*PAGE TEXT:*
************

Second, they are really starting to ramp their credit card offering. Here are average credit card loans outstanding.
The ramp is really beginning. The new smart card should see this further increase as well. Credit cards are very good business for most banks, so this is an area that should lead to another S-curve of growth in 2026 and beyond.
Third, and best of all, ridiculously high net charge-offs seem to be a thing of the past.
SoFi just had their second lowest net charge-off rate ever at 6.6%. The consistent downward trend is so encouraging after the massive problems they had in 2022 and 2023. If they continue to scale this and bring NCOs down, financial services has yet another growth vector ahead of it.
Tech Platform
The slow improvement continues as accounts continue to grow. A lot of this is certainly driven by intercompany revenue, but there are a lot of green shoots for external deals as well. Wyndham hotels, Southwest Airlines, United Airlines, and T-Mobile have decided on Galileo to run their debit card programs. Contribution margin shrank this quarter, and Y/Y growth sank down to 12%. I’ve said it before and I’ll say it again. I won’t start to get excited until they put up at least two straight quarters of 15% Y/Y revenue growth.
Galileo is still the engine that allows them to iterate and improve SoFi. The pace of new product acceleration is a direct result of SoFi moving over to the Galileo core, which is either complete now or very close to it. That juices the margins in the other two segments and gives them the speed to implement their strategy to iterate, learn, and innovate. Without owning the underlying tech, they wouldn’t be able to accomplish what they do. I want to see this grow as much as anyone, but I’m also comfortable knowing that as long as it is allowing the business as a whole to achieve elevated growth rates, that’s good enough.
Corporate
Corporate revenue continues to be an enigma. I wish they would provide guidance so that I could know what to put into my projections. I was dead on in my estimate, but that estimate was mostly a guess derived from looking at the trend in the data. A little clarity here would help a lot.
Total Adjusted Net Revenue
I projected $950M and SoFi came in at $949.63M. It doesn’t get much closer than that. I should probably just retire and never make projections again because I doubt I’ll ever do better than this quarter. 37.1% Y/Y growth on what was an excellent Q3 last year is stellar. They once again beat even the high estimate on Wall Street, which was $935M.

************

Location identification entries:
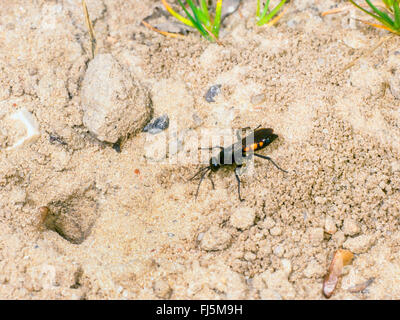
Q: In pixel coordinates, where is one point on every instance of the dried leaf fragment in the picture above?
(340, 259)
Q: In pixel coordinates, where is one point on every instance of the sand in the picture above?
(125, 227)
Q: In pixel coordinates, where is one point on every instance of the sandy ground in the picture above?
(122, 226)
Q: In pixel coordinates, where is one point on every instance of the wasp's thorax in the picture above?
(214, 164)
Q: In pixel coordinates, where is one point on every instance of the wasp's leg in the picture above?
(238, 180)
(269, 159)
(211, 148)
(201, 180)
(212, 181)
(198, 172)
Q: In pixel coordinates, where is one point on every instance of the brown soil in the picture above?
(139, 234)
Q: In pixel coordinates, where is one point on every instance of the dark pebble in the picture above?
(157, 125)
(213, 92)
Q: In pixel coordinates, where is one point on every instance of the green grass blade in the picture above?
(177, 15)
(396, 12)
(264, 10)
(382, 14)
(366, 11)
(204, 9)
(217, 19)
(272, 13)
(195, 19)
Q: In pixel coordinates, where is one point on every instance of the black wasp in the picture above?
(234, 155)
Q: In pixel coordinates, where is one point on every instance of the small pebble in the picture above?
(330, 226)
(213, 92)
(162, 289)
(157, 125)
(279, 251)
(316, 236)
(276, 231)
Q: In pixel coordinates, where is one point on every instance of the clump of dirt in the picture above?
(124, 225)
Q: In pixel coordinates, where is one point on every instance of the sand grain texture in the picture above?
(139, 233)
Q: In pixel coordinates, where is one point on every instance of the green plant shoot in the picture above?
(389, 18)
(266, 16)
(200, 17)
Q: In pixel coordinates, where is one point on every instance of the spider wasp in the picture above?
(234, 155)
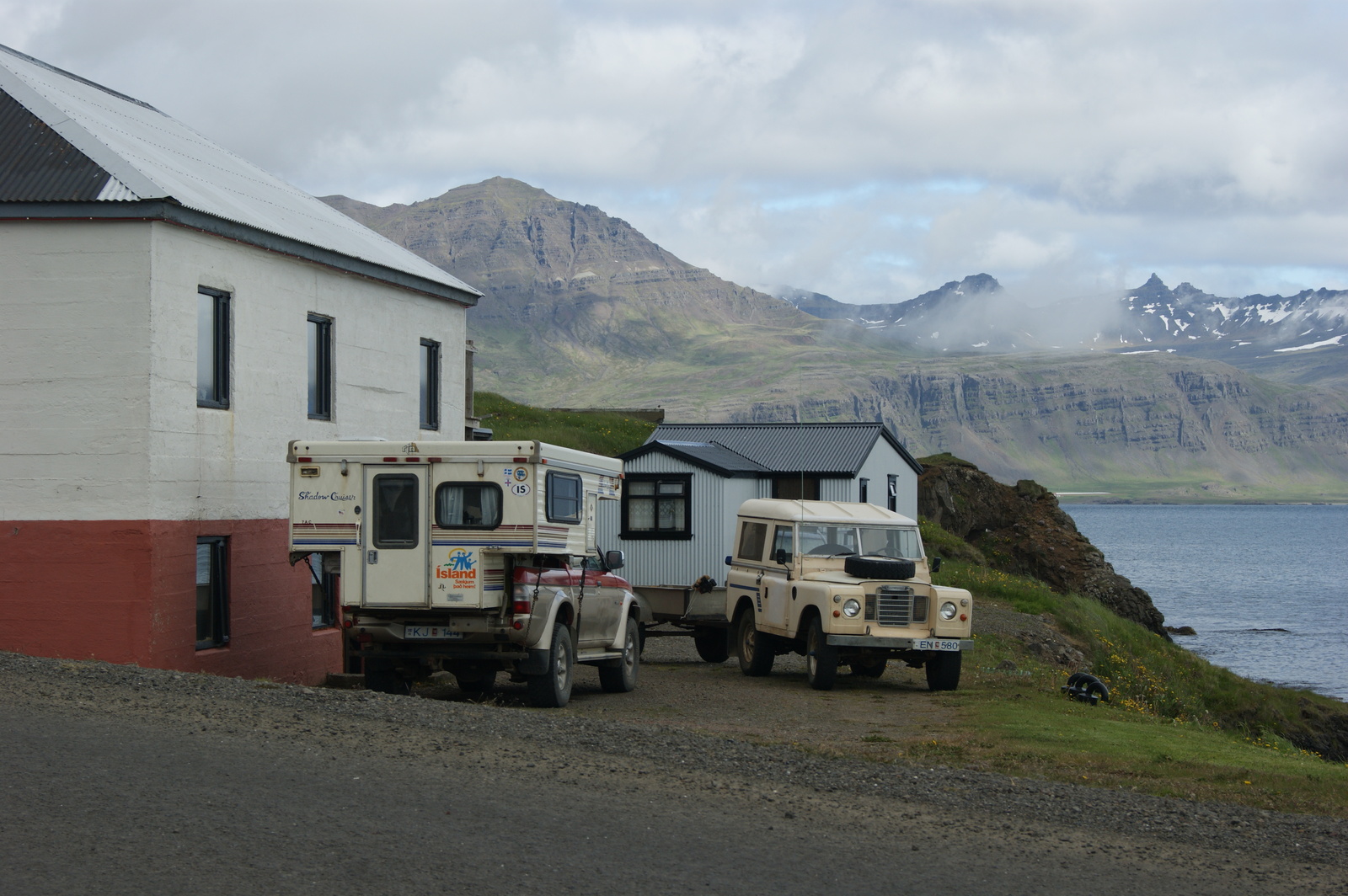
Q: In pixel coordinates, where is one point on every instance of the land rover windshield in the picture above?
(876, 541)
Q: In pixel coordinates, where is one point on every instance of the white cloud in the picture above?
(862, 148)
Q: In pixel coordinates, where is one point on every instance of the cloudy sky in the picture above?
(864, 150)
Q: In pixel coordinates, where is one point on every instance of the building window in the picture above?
(324, 588)
(797, 488)
(212, 593)
(472, 505)
(431, 384)
(564, 498)
(320, 368)
(212, 348)
(657, 505)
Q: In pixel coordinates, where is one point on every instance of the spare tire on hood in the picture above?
(880, 568)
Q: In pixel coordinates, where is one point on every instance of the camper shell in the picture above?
(467, 557)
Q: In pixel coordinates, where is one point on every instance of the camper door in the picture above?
(397, 536)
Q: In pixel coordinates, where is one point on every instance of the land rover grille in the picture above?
(896, 605)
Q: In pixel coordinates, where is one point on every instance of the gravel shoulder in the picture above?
(693, 731)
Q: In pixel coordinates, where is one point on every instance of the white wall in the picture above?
(74, 359)
(99, 371)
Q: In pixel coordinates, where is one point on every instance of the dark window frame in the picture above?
(553, 511)
(320, 374)
(463, 525)
(217, 397)
(213, 628)
(681, 534)
(429, 364)
(377, 515)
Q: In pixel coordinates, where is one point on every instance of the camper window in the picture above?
(564, 498)
(475, 505)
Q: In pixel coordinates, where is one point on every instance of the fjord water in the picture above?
(1265, 586)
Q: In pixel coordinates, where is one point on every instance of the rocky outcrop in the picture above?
(1022, 530)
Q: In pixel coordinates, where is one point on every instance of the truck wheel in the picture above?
(869, 669)
(880, 568)
(944, 671)
(620, 677)
(712, 644)
(476, 685)
(553, 689)
(382, 677)
(821, 659)
(755, 653)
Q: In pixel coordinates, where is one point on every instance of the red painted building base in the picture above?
(126, 592)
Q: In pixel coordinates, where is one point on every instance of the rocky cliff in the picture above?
(1022, 530)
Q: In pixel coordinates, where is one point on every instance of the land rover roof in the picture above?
(822, 512)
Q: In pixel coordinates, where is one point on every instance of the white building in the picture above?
(684, 487)
(170, 317)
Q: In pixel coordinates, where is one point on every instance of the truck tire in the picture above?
(620, 677)
(821, 659)
(880, 568)
(869, 669)
(944, 671)
(714, 644)
(383, 678)
(553, 689)
(755, 651)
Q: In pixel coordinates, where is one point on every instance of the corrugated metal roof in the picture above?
(828, 449)
(38, 165)
(154, 157)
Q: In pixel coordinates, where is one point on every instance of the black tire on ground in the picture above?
(620, 677)
(821, 660)
(383, 677)
(944, 671)
(869, 669)
(755, 651)
(476, 684)
(714, 644)
(553, 689)
(880, 568)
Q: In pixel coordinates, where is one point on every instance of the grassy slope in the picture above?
(1176, 725)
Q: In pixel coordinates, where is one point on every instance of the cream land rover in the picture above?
(842, 585)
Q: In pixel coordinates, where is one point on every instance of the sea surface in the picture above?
(1265, 586)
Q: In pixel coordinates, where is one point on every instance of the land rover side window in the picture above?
(472, 505)
(394, 515)
(891, 542)
(752, 542)
(657, 505)
(564, 498)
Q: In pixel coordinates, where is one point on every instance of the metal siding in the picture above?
(38, 165)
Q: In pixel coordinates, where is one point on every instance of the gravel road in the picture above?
(120, 779)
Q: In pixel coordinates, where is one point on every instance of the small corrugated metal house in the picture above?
(170, 317)
(684, 487)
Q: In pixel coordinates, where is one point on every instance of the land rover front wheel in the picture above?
(944, 671)
(821, 659)
(553, 687)
(755, 653)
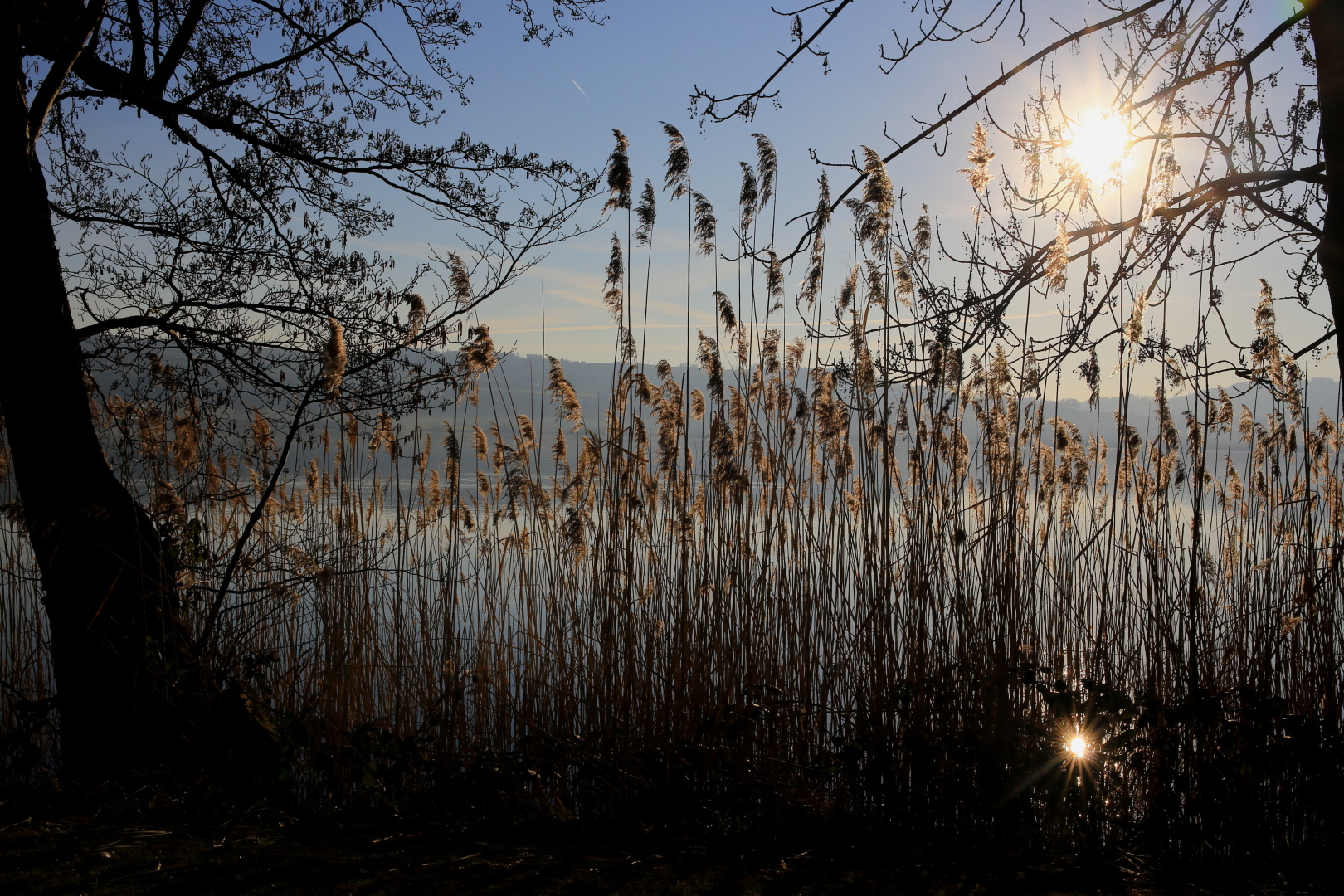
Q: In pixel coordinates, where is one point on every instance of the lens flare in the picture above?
(1098, 144)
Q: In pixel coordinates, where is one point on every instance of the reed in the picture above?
(834, 592)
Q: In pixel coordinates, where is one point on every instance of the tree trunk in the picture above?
(1327, 23)
(108, 590)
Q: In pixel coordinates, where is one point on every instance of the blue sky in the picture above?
(640, 66)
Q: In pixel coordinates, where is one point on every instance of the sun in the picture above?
(1097, 144)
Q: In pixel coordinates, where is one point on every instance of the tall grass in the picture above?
(819, 590)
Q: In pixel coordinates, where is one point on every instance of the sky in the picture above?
(637, 69)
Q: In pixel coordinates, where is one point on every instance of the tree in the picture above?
(233, 254)
(1239, 130)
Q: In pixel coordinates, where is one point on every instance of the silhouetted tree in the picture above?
(227, 247)
(1238, 124)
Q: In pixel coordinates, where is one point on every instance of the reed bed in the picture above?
(802, 586)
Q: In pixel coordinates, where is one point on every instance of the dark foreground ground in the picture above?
(110, 852)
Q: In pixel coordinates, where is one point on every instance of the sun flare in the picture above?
(1098, 144)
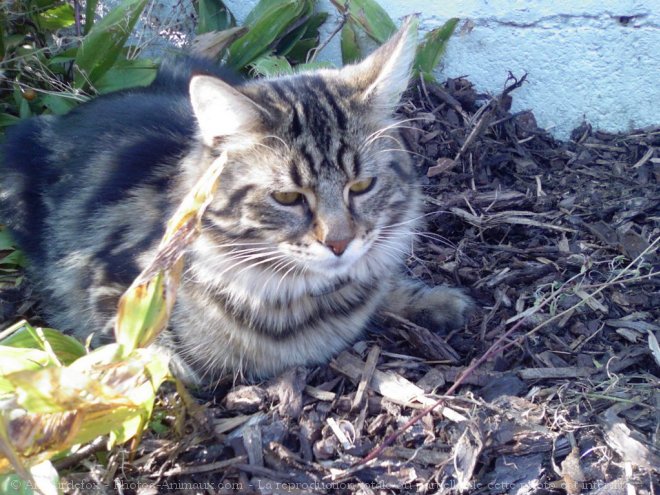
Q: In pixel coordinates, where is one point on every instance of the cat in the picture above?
(303, 244)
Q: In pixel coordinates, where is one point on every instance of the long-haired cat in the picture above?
(302, 245)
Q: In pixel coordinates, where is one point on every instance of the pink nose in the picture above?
(337, 246)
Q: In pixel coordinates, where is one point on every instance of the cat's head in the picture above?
(318, 178)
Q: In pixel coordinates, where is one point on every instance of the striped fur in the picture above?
(267, 285)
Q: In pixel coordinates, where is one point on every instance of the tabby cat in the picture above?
(302, 245)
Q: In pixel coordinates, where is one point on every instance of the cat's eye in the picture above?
(362, 186)
(288, 198)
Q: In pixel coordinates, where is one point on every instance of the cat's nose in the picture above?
(337, 246)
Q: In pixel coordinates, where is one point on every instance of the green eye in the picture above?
(287, 198)
(362, 186)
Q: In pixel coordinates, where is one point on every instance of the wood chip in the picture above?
(367, 373)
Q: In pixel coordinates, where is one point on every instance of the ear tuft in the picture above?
(220, 109)
(384, 75)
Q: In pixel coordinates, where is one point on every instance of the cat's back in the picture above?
(98, 153)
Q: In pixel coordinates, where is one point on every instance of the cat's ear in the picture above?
(384, 75)
(221, 110)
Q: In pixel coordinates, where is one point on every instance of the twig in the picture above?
(339, 27)
(493, 350)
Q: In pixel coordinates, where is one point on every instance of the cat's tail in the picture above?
(24, 172)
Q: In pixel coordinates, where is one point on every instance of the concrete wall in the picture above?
(597, 60)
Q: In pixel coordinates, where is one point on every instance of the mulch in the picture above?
(551, 388)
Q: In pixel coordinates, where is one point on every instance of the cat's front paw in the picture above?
(440, 308)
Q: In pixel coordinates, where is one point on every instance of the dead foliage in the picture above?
(557, 241)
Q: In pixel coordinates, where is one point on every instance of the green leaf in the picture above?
(271, 66)
(103, 44)
(90, 15)
(430, 50)
(311, 66)
(16, 258)
(297, 44)
(7, 119)
(127, 74)
(13, 484)
(57, 17)
(370, 16)
(2, 36)
(67, 349)
(59, 104)
(350, 49)
(268, 21)
(142, 313)
(24, 109)
(6, 241)
(213, 15)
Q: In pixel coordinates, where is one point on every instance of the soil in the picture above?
(551, 388)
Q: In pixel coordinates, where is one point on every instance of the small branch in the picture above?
(339, 27)
(495, 349)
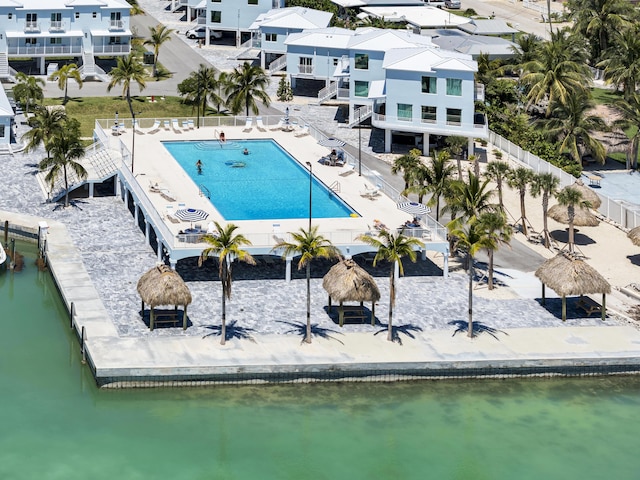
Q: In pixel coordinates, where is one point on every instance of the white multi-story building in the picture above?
(405, 83)
(46, 29)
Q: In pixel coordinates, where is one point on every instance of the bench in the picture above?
(588, 305)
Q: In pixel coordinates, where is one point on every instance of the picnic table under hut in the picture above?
(346, 281)
(163, 286)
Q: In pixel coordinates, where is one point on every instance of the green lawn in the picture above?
(87, 109)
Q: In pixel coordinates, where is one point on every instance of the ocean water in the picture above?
(56, 424)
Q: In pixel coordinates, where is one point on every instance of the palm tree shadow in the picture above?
(398, 329)
(316, 330)
(478, 328)
(232, 331)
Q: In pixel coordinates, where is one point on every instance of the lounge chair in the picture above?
(303, 131)
(155, 128)
(278, 126)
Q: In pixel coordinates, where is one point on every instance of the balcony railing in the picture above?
(122, 48)
(31, 27)
(30, 50)
(116, 25)
(57, 26)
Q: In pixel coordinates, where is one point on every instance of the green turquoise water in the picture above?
(55, 424)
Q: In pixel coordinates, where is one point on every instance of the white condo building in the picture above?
(44, 29)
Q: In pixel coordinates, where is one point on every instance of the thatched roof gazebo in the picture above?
(163, 286)
(568, 275)
(346, 281)
(634, 236)
(588, 194)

************

*WORK TO DO:*
1. From the SoFi earnings commentary, output the passage starting with "Galileo is still" and going on through "that’s good enough.", copied word for word.
2. Show each line of the location identification entries that contains the string "camper", treating uppercase and lowercase as different.

*SET OF ANSWERS:*
1.
Galileo is still the engine that allows them to iterate and improve SoFi. The pace of new product acceleration is a direct result of SoFi moving over to the Galileo core, which is either complete now or very close to it. That juices the margins in the other two segments and gives them the speed to implement their strategy to iterate, learn, and innovate. Without owning the underlying tech, they wouldn’t be able to accomplish what they do. I want to see this grow as much as anyone, but I’m also comfortable knowing that as long as it is allowing the business as a whole to achieve elevated growth rates, that’s good enough.

2.
Q: In pixel coordinates, where is one point on every instance of the camper shell in the picture above?
Q: In pixel coordinates, where is one point on every instance of the camper door in the picture above?
Q: In pixel coordinates, where is one point on every instance of the camper window in the picture above?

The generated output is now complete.